**READING TEXT**
# Red Devil wants a friend!



## Greg (Feb 16, 2007)

I have a Midas Cichild aka Red Devil Cichlid name Redz :fish:. I want to put it into a larger 55 gal tank from a 20 gal. tank. With more room inside the 55 gal., I was thinking about getting it a friend, if not two :console:. Any comments and suggestions on what other species of Cichild or another type of freshwater fish that is fit to go with a Red Devil? Any hints on breeding Red Devils? Because I was also 
thinking about just simply getting another one and end it at that.


----------



## ron v (Feb 24, 2005)

How big are the fish? The only chance for two midas in a 55 is if they are a mated pair. Even then it would be risky. The best way to get a pair is to put several (at least 4-6) in the tank and let them pair up. The smaller the initial size the better.


----------



## Greg (Feb 16, 2007)

ron v said:


> How big are the fish? The only chance for two midas in a 55 is if they are a mated pair. Even then it would be risky. The best way to get a pair is to put several (at least 4-6) in the tank and let them pair up. The smaller the initial size the better.

(Point labeling dataset excerpts)

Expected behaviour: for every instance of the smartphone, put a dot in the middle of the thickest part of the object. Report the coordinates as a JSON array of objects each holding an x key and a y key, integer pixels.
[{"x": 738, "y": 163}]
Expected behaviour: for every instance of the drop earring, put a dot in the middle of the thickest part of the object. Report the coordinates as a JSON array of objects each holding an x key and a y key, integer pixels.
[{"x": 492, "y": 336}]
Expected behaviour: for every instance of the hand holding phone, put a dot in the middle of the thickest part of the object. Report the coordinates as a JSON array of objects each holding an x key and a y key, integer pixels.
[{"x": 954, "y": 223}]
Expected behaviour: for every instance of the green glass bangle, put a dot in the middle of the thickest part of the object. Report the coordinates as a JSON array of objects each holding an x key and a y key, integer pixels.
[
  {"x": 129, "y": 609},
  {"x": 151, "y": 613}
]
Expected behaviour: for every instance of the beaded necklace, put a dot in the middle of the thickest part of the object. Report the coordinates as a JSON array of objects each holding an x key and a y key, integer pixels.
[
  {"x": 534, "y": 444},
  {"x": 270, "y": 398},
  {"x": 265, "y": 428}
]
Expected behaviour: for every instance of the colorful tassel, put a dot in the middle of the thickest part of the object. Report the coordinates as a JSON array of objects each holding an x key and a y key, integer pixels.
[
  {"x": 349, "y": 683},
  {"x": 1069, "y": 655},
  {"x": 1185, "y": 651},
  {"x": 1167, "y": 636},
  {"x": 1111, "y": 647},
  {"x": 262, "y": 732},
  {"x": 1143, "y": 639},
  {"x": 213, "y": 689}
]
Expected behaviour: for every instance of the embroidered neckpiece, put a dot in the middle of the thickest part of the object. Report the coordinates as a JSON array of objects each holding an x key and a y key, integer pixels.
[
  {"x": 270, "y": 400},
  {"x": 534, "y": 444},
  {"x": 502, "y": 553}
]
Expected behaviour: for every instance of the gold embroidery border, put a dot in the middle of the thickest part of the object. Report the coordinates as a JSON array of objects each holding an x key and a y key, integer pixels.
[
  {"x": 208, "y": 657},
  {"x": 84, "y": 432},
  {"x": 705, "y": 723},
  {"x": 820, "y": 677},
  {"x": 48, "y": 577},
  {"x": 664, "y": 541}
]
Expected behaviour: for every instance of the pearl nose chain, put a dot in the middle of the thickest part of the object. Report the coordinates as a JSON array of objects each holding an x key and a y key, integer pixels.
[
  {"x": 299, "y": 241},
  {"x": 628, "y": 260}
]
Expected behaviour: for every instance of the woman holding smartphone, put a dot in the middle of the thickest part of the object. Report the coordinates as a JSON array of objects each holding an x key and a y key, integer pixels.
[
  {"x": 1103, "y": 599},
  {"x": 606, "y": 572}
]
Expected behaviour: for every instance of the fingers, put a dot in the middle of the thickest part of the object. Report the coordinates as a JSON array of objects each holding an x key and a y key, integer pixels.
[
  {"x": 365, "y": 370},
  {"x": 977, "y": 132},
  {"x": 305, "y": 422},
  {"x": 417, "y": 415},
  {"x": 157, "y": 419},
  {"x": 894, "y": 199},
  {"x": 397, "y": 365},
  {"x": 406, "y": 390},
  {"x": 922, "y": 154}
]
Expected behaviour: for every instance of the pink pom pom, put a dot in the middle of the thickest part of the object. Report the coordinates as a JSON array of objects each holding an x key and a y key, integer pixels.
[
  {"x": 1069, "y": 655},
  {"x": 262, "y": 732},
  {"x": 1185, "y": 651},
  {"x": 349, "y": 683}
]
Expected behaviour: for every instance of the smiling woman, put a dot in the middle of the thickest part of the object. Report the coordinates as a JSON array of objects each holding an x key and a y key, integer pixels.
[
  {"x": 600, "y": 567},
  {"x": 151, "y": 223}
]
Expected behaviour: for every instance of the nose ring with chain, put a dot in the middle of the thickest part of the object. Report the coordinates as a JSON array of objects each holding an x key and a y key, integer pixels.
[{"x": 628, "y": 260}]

**STATED EXERCISE**
Answer these questions about the Red Devil thread:
1. What size tank is the fish in now, and what size is it moving to?
2. What is the fish's name?
3. How many fish does the reply say to put in the tank to get a pair?
The entries have nothing to do with the text.

**FULL OUTPUT**
1. It is in a 20-gallon tank and moving to a 55-gallon tank.
2. Redz.
3. At least 4-6.